● Task description: All records below must be reproduced exactly, although any pictures they contain are to be omitted.

● Raw data:

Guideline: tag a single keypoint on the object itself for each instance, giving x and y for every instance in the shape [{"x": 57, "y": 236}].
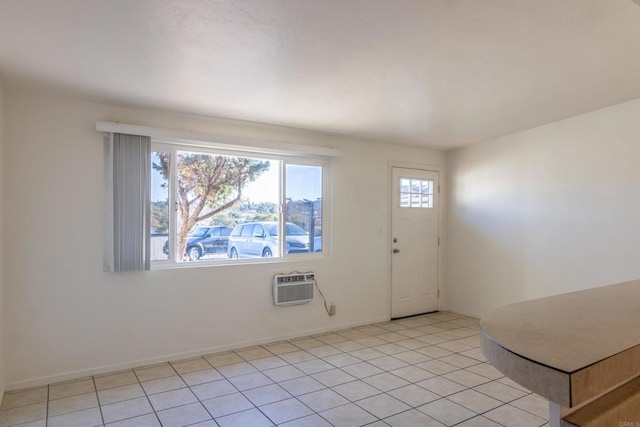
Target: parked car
[
  {"x": 204, "y": 241},
  {"x": 260, "y": 239}
]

● Solution:
Guideline: tag a single keypoint on the object itself for each instance, giving x and y for every instance in the shape [{"x": 57, "y": 236}].
Target: parked car
[
  {"x": 204, "y": 241},
  {"x": 260, "y": 239}
]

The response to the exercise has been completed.